Your task -> Count every line in the following entries where the word "shirt" appears. Give the count alone.

Supplied entries ->
################

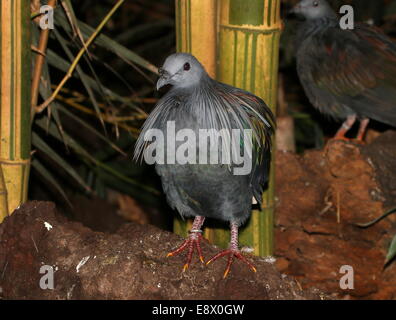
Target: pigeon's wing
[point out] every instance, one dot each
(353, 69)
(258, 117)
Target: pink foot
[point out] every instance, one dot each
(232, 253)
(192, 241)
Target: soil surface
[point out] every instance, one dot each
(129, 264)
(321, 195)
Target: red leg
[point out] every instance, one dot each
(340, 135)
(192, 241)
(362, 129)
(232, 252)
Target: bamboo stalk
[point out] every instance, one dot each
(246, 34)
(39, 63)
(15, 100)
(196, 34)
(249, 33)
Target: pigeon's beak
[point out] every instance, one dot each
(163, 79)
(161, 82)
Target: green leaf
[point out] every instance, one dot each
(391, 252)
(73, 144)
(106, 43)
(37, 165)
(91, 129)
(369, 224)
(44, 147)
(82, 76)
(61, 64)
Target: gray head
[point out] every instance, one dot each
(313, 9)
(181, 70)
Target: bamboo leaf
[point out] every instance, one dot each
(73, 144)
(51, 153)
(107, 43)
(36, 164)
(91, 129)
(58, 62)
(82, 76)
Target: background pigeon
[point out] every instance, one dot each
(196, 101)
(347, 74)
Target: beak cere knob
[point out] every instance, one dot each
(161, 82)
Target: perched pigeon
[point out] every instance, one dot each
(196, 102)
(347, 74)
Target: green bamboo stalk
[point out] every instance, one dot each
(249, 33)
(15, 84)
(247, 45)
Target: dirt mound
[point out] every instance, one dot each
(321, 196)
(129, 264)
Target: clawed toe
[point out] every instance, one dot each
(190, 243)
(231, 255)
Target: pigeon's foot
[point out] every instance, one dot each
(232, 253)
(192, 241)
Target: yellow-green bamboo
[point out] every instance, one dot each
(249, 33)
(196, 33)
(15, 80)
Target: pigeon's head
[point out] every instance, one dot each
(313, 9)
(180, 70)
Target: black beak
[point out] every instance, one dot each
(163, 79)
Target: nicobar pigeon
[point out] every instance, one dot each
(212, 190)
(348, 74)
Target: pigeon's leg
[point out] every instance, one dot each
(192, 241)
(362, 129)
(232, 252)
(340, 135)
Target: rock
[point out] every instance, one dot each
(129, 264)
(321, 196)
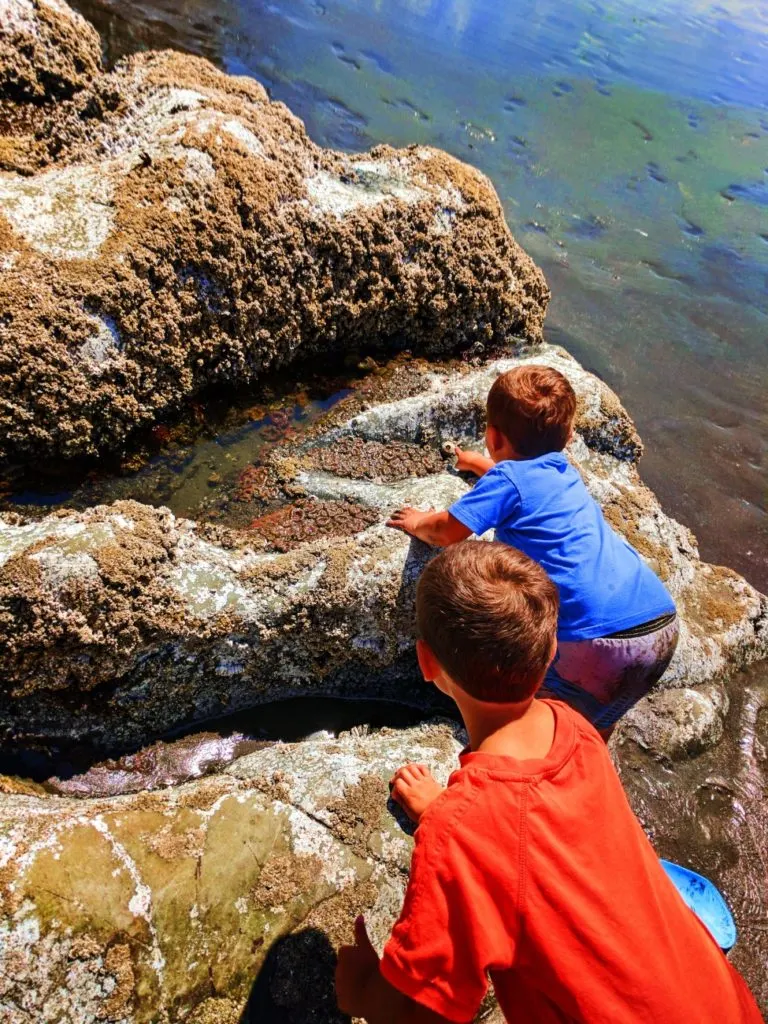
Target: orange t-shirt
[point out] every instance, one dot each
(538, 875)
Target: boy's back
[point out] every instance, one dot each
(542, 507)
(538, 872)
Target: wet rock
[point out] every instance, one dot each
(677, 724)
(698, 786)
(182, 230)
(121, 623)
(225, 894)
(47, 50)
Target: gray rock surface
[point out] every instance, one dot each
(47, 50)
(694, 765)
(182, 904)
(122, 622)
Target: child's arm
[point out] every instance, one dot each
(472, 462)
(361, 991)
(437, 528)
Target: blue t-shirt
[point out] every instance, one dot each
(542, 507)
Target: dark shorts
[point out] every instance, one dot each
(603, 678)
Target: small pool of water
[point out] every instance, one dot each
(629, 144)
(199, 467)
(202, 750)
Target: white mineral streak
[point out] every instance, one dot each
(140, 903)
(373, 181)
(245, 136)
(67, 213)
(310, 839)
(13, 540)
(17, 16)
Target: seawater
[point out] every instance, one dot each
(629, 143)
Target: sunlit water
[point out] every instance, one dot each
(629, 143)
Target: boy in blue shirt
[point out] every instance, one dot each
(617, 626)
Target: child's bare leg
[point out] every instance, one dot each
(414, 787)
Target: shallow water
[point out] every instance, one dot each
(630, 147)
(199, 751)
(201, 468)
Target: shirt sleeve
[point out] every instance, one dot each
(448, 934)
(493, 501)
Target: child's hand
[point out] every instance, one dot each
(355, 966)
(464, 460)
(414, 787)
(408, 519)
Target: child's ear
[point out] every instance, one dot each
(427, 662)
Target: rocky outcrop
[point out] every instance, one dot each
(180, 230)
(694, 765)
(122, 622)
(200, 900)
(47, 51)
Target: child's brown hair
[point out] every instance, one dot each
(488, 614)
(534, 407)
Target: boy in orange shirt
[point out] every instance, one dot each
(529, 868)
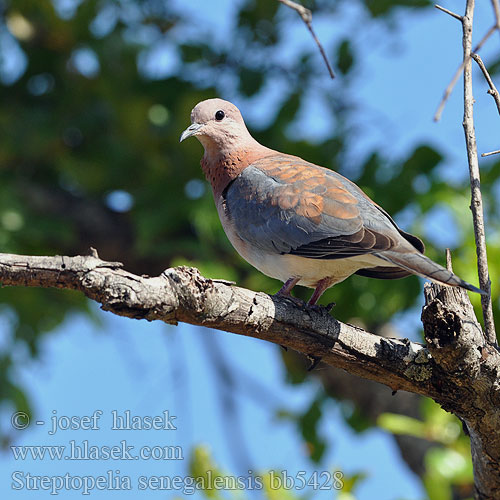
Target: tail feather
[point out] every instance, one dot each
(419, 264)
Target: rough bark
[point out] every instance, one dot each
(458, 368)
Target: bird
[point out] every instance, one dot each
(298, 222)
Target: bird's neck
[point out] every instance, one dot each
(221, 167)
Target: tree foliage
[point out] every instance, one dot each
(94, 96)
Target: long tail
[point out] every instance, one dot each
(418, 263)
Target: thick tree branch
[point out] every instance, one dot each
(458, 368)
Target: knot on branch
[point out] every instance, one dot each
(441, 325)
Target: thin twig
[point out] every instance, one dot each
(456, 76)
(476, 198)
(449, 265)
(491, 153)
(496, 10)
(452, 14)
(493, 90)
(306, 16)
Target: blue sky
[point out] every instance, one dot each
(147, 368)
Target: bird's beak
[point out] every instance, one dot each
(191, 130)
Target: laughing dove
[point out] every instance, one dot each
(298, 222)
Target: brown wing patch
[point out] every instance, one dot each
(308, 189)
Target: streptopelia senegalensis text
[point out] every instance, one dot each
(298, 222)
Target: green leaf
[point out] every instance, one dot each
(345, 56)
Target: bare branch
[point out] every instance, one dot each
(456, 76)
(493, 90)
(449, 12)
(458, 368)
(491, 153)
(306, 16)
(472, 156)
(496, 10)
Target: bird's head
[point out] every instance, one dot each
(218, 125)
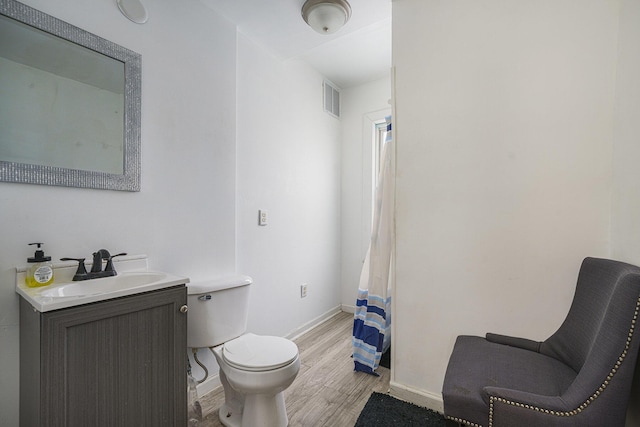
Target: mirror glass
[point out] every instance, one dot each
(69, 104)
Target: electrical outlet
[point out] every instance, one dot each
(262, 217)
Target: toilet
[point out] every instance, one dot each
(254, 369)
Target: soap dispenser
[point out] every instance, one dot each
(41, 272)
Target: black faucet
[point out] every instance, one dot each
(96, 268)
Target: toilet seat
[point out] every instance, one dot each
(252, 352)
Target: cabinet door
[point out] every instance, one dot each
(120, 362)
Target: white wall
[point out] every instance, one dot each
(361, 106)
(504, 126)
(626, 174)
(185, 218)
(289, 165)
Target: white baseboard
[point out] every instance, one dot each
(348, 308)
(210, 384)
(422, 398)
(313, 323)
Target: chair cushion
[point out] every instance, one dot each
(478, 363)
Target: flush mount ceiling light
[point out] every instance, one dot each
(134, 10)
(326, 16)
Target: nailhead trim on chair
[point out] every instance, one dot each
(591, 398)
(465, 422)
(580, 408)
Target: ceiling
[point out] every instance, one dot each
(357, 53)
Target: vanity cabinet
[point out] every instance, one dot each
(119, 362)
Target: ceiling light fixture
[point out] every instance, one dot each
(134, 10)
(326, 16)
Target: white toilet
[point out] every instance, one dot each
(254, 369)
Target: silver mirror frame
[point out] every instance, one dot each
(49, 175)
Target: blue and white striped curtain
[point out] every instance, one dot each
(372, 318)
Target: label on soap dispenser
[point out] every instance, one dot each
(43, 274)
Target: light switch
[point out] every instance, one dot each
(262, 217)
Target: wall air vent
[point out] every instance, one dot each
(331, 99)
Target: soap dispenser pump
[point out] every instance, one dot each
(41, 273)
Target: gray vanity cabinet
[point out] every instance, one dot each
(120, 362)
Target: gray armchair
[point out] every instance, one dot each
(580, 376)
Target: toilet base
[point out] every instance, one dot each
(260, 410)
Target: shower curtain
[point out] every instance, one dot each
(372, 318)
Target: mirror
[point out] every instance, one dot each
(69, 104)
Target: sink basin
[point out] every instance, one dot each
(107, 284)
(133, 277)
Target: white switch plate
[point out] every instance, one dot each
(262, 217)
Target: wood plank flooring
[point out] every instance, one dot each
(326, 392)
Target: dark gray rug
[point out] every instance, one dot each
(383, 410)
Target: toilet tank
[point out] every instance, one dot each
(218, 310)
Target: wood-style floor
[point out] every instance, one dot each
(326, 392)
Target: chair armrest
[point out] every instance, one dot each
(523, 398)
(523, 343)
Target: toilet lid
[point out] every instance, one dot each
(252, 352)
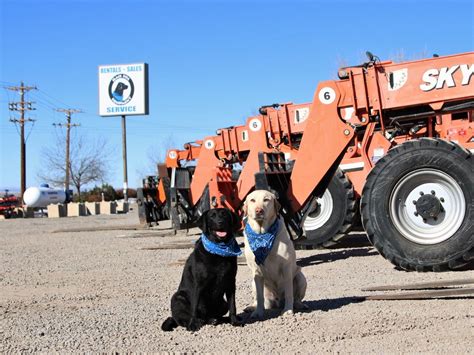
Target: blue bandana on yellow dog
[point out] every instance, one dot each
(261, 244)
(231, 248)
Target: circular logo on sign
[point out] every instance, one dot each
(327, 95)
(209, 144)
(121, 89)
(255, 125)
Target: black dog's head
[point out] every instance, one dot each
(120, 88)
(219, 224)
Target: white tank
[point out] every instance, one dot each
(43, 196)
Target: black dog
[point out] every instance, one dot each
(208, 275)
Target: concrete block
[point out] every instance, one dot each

################

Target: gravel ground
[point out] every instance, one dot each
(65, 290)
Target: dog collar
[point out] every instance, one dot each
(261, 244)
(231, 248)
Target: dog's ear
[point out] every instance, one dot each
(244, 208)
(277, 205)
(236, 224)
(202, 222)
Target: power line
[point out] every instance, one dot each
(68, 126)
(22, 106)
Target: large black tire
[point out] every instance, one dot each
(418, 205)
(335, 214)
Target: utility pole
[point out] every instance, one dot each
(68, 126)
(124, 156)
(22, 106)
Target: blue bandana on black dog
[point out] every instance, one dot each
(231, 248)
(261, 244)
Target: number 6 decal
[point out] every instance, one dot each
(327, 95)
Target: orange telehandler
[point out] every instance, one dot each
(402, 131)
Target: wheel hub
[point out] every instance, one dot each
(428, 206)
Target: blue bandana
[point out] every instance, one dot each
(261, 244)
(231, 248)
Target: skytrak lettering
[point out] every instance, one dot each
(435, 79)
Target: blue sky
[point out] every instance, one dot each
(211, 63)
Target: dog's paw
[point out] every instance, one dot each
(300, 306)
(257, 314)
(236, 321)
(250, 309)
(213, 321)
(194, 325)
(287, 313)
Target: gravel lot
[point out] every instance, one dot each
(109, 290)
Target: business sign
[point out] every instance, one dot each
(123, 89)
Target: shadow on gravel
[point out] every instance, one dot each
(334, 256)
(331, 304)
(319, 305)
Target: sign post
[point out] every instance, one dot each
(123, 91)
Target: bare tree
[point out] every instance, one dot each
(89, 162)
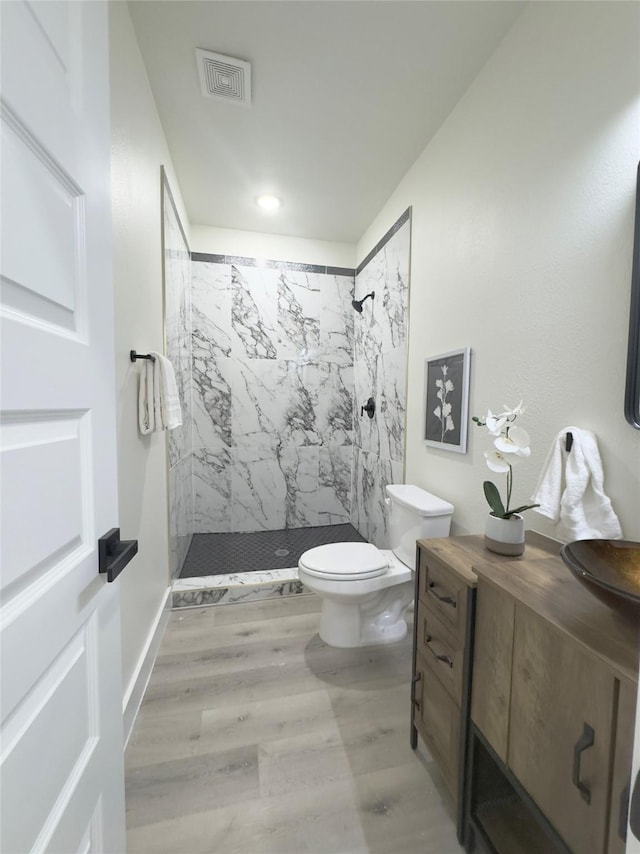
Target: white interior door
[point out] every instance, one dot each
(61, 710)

################

Response area -> 5